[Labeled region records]
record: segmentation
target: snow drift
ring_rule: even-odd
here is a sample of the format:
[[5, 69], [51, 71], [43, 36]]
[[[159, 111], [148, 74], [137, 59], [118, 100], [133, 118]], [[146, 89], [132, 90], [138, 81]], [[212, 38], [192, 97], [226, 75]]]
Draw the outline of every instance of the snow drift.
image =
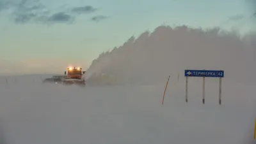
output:
[[159, 26], [124, 45], [102, 53], [93, 61], [87, 79], [102, 74], [125, 83], [151, 83], [171, 75], [183, 77], [184, 69], [222, 69], [236, 82], [256, 80], [256, 36], [243, 38], [219, 28]]
[[[184, 82], [102, 87], [44, 84], [40, 77], [0, 80], [1, 144], [252, 144], [255, 85], [191, 78]], [[4, 78], [3, 78], [4, 80]]]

What to produce :: Quote all of the entries above verbatim, leaving out the pictures.

Complete response ::
record: segmentation
target: snow drift
ring_rule: even-odd
here is a sample of the format:
[[5, 69], [51, 71], [43, 36]]
[[[159, 111], [148, 74], [137, 59], [118, 100], [133, 118]], [[146, 89], [132, 90], [138, 81]], [[212, 38], [192, 97], [226, 75]]]
Draw the outline of every instance of the snow drift.
image =
output:
[[159, 26], [124, 45], [102, 53], [93, 61], [87, 79], [102, 74], [125, 83], [151, 83], [171, 75], [183, 77], [184, 69], [222, 69], [236, 82], [256, 80], [256, 36], [243, 38], [219, 28]]
[[[184, 82], [102, 87], [44, 84], [40, 77], [0, 80], [1, 144], [252, 144], [255, 85], [191, 78]], [[4, 78], [3, 78], [4, 80]]]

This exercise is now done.